* Required task *
Recast every line of the records below as a single numbered list, omitting blank lines.

══ Record set

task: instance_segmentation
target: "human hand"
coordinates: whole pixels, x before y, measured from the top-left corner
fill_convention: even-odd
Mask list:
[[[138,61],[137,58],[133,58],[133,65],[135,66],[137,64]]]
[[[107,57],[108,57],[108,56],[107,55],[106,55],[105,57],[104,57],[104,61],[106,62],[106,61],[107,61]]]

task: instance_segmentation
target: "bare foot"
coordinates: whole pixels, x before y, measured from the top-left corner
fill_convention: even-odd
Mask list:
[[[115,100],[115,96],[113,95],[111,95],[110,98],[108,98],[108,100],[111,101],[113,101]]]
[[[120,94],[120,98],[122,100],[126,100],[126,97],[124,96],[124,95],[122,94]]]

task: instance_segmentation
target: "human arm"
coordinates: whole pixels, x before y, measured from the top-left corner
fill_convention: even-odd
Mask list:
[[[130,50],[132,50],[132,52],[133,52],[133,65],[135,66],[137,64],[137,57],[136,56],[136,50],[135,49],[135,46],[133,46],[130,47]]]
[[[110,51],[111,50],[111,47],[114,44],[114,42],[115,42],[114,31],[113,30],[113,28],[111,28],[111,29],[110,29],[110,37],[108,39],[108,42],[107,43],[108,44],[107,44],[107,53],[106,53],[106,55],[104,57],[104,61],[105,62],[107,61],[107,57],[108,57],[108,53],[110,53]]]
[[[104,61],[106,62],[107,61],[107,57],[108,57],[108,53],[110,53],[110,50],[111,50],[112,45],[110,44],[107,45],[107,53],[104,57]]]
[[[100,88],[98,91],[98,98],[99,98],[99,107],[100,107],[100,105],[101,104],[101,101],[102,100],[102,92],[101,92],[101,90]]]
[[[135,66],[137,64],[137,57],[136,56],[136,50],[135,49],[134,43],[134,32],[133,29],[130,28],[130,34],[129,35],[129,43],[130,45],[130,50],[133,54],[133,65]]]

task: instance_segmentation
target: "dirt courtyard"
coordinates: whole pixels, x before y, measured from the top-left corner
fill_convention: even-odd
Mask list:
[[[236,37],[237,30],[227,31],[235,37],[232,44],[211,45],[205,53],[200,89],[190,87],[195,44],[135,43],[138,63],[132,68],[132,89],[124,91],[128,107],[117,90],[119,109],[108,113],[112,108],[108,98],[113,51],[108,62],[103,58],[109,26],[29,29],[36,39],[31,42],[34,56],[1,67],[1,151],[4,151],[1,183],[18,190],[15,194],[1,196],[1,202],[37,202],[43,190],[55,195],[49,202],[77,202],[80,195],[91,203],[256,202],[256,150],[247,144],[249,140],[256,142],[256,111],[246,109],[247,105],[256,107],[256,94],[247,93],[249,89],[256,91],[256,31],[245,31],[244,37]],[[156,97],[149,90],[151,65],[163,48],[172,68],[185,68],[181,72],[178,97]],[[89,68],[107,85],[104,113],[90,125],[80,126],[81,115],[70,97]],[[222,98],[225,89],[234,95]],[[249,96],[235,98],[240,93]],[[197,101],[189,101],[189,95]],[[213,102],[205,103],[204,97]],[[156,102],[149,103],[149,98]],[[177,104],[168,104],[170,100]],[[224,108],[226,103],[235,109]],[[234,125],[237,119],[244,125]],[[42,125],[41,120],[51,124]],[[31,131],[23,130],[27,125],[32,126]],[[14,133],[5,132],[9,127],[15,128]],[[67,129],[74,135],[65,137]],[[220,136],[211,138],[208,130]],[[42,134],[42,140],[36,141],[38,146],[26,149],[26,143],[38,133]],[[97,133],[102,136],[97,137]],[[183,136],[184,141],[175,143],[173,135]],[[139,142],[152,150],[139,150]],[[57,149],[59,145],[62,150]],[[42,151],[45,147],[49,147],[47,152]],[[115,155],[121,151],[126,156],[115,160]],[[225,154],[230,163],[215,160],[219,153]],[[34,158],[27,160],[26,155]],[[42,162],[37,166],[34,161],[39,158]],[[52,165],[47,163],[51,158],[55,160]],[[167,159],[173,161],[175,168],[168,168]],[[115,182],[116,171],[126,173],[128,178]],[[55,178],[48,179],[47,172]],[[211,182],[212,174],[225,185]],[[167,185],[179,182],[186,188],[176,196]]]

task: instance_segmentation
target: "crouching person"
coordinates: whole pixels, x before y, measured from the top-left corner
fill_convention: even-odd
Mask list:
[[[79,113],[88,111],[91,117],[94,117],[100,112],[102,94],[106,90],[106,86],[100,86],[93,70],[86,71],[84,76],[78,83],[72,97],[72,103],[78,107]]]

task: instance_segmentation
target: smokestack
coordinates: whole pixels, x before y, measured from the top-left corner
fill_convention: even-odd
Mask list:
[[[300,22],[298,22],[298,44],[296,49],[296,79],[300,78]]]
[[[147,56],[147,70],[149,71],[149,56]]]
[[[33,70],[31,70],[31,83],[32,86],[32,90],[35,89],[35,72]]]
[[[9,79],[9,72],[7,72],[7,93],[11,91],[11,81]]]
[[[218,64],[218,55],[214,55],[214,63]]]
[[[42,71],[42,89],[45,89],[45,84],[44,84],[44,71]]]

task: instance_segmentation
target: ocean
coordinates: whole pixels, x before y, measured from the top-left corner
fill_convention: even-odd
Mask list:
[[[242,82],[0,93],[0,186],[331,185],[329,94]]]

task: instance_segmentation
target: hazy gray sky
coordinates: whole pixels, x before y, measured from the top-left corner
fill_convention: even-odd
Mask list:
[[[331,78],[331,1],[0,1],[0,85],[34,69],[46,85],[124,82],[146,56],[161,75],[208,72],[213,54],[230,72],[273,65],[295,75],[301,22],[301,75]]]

════

* Solved exercise *
1. task: instance_segmentation
2. target: "human hand"
3. coordinates: whole pixels, x before y, measured from the top-left corner
4. fill_convention: even-odd
5. Mask list:
6. [[[138,61],[137,58],[133,58],[133,65],[135,66],[137,64]]]
7. [[[107,57],[108,57],[108,56],[107,55],[106,55],[105,57],[104,57],[104,61],[106,62],[106,61],[107,61]]]
8. task: instance_segmentation
9. target: "bare foot"
10. coordinates: whole pixels, x before y, measured from the top-left corner
11. fill_convention: even-odd
12. Mask list:
13. [[[115,100],[115,96],[113,95],[111,95],[110,98],[108,98],[108,100],[111,101],[113,101]]]
14. [[[120,94],[120,98],[122,100],[126,100],[126,97],[124,96],[124,95],[122,94]]]
15. task: instance_segmentation
16. target: "human arm"
17. coordinates: whole pixels, x before y, measured from the top-left corner
18. fill_convention: even-odd
19. Mask list:
20. [[[130,50],[132,50],[132,52],[133,52],[133,65],[135,66],[137,64],[137,57],[136,56],[136,50],[135,49],[135,46],[133,46],[130,47]]]
21. [[[110,51],[111,50],[111,47],[114,44],[114,42],[115,42],[114,31],[113,30],[113,28],[111,28],[111,29],[110,29],[110,37],[108,39],[108,42],[107,43],[108,44],[107,44],[107,53],[106,53],[106,55],[104,57],[104,61],[105,62],[107,61],[107,57],[108,57],[108,53],[110,53]]]
22. [[[104,61],[106,62],[107,61],[107,57],[108,57],[108,53],[110,53],[110,50],[111,50],[112,45],[110,44],[107,45],[107,53],[104,57]]]
23. [[[100,88],[98,91],[98,98],[99,98],[99,107],[100,107],[100,105],[101,104],[101,101],[102,100],[102,92],[101,92],[101,90]]]
24. [[[135,66],[137,64],[137,57],[136,56],[136,50],[135,49],[134,43],[134,32],[133,29],[130,28],[130,34],[129,35],[129,43],[130,45],[130,50],[133,54],[133,65]]]
25. task: instance_segmentation
26. target: "dirt courtyard"
27. coordinates: whole pixels, x before y, measured from the top-left corner
28. fill_convention: even-odd
29. Mask list:
30. [[[236,37],[237,30],[227,31],[235,37],[232,44],[211,45],[205,53],[200,89],[190,87],[195,44],[135,43],[138,63],[132,68],[132,89],[124,91],[128,107],[117,90],[119,109],[108,113],[112,108],[108,98],[113,51],[108,62],[103,58],[109,26],[29,29],[36,39],[31,42],[34,56],[1,67],[1,151],[4,151],[1,183],[18,190],[15,194],[1,196],[1,202],[37,202],[43,190],[55,195],[49,202],[77,202],[80,195],[91,203],[256,202],[256,150],[247,144],[249,140],[256,142],[256,111],[246,109],[247,105],[256,107],[256,94],[247,93],[249,89],[256,91],[256,31],[245,31],[244,37]],[[156,97],[149,90],[151,65],[163,48],[172,68],[185,68],[181,72],[178,97]],[[89,68],[107,85],[104,113],[90,125],[80,126],[81,115],[70,97]],[[222,98],[225,89],[234,95]],[[249,96],[235,98],[240,93]],[[197,101],[189,101],[189,95]],[[213,102],[205,103],[204,97]],[[156,102],[149,103],[149,98]],[[177,104],[168,104],[170,100]],[[224,108],[226,103],[235,109]],[[234,125],[237,119],[244,125]],[[42,125],[41,120],[51,124]],[[31,131],[23,130],[27,125],[32,126]],[[14,133],[5,132],[9,127],[15,128]],[[67,129],[74,135],[65,137]],[[220,136],[211,138],[208,130]],[[42,134],[42,140],[36,141],[38,146],[26,149],[26,143],[38,133]],[[97,133],[102,136],[97,137]],[[183,136],[184,141],[175,143],[173,135]],[[139,142],[152,150],[139,150]],[[57,149],[59,145],[62,150]],[[42,151],[45,147],[49,147],[47,152]],[[115,155],[121,151],[126,156],[115,160]],[[225,154],[230,163],[215,160],[219,153]],[[34,158],[27,160],[26,155]],[[42,162],[37,166],[34,161],[39,158]],[[52,165],[47,163],[51,158],[55,160]],[[167,159],[173,161],[175,168],[168,168]],[[115,182],[116,171],[126,173],[128,178]],[[55,178],[48,179],[47,172]],[[211,182],[212,174],[225,185]],[[167,185],[179,182],[186,188],[176,196]]]
31. task: instance_segmentation
32. target: "crouching person"
33. coordinates: whole pixels, x before y, measured from the top-left corner
34. fill_convention: even-odd
35. Mask list:
36. [[[79,113],[88,111],[91,117],[94,117],[100,112],[102,94],[106,90],[106,86],[100,86],[93,70],[86,71],[84,76],[78,83],[72,97],[72,103],[78,107]]]
37. task: instance_segmentation
38. target: smokestack
39. coordinates: whole pixels, x before y, measured from the top-left corner
40. fill_convention: even-odd
41. Mask list:
42. [[[300,22],[298,22],[298,44],[296,49],[296,79],[300,78]]]
43. [[[147,56],[147,70],[149,71],[149,56]]]
44. [[[33,70],[31,70],[31,83],[32,86],[32,90],[35,89],[35,72]]]
45. [[[9,79],[9,72],[7,72],[7,93],[11,91],[11,81]]]
46. [[[218,64],[218,55],[214,55],[214,63]]]
47. [[[42,71],[42,89],[45,89],[45,84],[44,84],[44,71]]]
48. task: instance_segmentation
49. target: ocean
50. coordinates: whole pixels, x before y, measured from the top-left corner
51. fill_convention: even-odd
52. Mask list:
53. [[[242,82],[0,93],[0,186],[331,185],[329,94]]]
54. task: instance_segmentation
55. target: hazy gray sky
56. coordinates: whole pixels, x before y, measured from the top-left corner
57. fill_convention: even-odd
58. Mask list:
59. [[[331,78],[331,1],[0,1],[0,85],[34,69],[46,85],[124,82],[146,56],[161,75],[208,72],[213,54],[230,72],[273,65],[295,75],[301,22],[301,75]]]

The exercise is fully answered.